**WORKING DATA**
--------------------------------
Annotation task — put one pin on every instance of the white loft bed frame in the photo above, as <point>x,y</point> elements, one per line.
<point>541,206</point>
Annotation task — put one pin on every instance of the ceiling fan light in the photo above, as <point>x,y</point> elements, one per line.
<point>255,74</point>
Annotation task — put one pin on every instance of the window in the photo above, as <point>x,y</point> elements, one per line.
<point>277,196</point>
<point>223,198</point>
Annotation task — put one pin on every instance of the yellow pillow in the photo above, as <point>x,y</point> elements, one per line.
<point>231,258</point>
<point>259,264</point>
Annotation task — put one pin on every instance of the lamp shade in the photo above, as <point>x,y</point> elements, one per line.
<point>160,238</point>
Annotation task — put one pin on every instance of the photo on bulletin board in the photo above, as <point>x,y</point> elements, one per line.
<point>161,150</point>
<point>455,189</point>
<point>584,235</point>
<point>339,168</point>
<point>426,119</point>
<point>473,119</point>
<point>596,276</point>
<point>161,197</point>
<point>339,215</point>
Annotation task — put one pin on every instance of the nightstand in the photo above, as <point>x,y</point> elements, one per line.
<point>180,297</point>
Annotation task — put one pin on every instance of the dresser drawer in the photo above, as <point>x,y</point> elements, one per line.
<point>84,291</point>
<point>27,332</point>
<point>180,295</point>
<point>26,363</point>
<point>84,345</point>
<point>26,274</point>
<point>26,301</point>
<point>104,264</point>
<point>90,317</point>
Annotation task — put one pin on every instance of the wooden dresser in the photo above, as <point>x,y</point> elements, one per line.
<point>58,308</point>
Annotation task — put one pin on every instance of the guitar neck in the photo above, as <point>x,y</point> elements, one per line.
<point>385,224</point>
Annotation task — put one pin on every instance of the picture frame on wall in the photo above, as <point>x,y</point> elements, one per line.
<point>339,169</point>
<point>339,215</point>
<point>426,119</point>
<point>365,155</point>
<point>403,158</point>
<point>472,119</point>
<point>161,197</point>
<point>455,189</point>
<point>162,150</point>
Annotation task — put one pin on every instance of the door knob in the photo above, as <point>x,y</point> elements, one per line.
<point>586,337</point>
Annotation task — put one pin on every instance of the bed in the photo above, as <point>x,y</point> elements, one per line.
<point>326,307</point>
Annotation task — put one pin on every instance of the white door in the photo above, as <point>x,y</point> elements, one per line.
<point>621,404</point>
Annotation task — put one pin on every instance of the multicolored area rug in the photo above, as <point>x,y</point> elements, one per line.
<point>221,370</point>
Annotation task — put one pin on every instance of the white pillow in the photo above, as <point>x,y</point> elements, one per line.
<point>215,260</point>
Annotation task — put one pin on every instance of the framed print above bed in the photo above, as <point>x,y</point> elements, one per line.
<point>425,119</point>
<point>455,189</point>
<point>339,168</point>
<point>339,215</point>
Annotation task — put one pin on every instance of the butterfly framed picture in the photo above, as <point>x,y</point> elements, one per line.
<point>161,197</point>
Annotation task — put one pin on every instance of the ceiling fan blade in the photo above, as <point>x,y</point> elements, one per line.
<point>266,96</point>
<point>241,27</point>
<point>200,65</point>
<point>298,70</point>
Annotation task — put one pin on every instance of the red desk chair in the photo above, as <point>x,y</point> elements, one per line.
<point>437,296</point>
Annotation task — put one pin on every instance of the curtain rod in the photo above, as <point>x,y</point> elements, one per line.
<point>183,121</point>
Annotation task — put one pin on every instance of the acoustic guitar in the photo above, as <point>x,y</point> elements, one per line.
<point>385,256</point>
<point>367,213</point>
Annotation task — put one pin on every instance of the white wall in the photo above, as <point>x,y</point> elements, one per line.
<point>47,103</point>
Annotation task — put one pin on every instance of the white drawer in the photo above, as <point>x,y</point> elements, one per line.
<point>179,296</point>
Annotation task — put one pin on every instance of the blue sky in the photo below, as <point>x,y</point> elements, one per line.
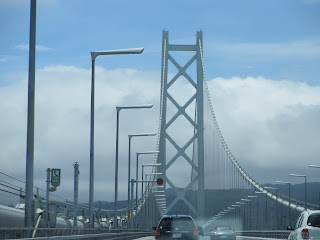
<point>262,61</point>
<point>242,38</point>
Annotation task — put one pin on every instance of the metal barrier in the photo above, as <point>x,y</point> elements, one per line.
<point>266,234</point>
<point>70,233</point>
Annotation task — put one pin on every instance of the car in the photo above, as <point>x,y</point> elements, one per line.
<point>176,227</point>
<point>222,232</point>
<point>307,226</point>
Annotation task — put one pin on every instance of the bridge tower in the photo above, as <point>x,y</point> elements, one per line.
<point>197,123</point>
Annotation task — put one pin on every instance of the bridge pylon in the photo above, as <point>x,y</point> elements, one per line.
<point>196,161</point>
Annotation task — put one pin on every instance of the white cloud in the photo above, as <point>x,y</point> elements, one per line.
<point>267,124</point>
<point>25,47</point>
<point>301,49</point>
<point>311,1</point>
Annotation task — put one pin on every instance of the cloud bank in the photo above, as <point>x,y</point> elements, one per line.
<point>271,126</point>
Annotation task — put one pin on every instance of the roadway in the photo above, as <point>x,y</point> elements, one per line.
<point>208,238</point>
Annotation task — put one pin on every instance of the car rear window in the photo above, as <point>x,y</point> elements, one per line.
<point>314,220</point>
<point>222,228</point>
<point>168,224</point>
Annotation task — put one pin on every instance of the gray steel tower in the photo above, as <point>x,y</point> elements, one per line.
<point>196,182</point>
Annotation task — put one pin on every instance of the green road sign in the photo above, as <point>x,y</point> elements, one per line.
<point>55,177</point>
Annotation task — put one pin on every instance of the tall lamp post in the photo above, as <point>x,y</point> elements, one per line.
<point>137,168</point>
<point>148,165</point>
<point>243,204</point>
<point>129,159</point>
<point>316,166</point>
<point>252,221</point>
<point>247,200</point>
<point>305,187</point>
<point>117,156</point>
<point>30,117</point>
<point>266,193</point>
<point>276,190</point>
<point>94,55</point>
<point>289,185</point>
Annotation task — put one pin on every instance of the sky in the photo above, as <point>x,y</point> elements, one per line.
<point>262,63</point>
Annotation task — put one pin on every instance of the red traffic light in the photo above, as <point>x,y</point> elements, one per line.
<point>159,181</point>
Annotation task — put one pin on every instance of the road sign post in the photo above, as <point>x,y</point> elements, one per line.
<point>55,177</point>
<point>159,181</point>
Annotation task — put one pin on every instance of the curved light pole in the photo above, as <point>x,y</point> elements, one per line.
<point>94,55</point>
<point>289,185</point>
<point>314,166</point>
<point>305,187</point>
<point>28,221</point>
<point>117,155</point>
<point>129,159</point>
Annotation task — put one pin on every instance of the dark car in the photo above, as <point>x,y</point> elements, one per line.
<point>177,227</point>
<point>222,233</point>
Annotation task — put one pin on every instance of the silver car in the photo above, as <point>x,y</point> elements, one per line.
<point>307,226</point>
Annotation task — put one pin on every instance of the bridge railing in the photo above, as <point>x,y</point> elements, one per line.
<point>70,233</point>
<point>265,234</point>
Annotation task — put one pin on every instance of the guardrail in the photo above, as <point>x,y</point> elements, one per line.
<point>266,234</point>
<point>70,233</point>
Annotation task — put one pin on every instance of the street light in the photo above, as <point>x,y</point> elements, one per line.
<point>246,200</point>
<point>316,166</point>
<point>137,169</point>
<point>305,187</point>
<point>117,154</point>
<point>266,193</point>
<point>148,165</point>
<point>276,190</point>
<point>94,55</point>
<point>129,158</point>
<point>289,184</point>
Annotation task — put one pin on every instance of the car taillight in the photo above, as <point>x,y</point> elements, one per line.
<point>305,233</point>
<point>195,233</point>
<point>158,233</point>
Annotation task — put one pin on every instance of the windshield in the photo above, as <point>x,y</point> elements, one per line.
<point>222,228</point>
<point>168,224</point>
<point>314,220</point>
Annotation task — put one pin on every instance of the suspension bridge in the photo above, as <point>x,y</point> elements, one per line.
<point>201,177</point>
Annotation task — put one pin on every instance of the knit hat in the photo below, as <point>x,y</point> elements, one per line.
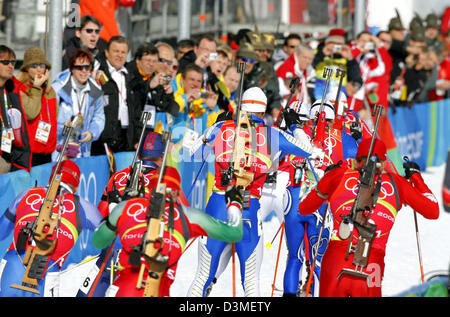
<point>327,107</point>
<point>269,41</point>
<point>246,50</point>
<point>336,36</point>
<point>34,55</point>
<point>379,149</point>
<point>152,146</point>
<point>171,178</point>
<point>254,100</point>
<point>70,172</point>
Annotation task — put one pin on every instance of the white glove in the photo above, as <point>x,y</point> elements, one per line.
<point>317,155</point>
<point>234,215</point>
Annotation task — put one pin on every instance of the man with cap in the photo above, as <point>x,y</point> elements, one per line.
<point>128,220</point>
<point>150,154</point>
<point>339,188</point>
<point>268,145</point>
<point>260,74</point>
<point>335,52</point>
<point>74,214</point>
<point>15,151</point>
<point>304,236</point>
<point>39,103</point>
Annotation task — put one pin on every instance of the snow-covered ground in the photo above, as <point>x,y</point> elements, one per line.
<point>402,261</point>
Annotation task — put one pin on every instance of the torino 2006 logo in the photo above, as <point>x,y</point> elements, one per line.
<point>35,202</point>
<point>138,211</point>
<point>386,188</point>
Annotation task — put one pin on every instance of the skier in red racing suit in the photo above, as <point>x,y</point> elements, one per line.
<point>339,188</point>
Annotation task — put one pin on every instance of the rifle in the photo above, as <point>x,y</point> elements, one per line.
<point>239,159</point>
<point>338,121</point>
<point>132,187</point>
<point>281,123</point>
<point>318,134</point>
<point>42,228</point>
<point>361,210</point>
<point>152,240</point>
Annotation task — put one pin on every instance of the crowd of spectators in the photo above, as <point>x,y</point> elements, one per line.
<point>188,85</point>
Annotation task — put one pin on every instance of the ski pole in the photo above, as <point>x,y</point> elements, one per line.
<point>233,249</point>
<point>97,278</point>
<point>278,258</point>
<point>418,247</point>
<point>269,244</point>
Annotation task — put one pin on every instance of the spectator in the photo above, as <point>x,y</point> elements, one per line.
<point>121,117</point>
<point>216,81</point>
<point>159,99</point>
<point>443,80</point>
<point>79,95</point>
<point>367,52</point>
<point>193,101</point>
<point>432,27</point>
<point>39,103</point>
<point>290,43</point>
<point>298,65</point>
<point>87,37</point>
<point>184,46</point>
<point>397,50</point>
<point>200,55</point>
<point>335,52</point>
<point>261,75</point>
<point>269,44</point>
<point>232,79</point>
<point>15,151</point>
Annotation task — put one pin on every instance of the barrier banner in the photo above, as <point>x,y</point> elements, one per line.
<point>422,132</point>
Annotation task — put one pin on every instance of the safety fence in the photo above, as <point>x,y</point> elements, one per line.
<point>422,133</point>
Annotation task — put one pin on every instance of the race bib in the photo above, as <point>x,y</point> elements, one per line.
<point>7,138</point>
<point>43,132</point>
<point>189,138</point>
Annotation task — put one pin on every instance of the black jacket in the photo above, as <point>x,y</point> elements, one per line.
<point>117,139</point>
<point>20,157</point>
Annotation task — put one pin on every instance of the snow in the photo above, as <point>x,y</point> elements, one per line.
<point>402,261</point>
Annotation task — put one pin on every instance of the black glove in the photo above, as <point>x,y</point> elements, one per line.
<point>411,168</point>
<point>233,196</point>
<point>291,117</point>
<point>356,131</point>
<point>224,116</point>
--------------------------------
**EXERCISE GOAL**
Can you reproduce, character for character, the stretch from the beginning of the records through the line containing "<point>541,206</point>"?

**EXPECTED ANSWER**
Annotation task — put one pin on every instance of the white loft bed frame in the photo above, as <point>x,y</point> elements, one per line.
<point>541,206</point>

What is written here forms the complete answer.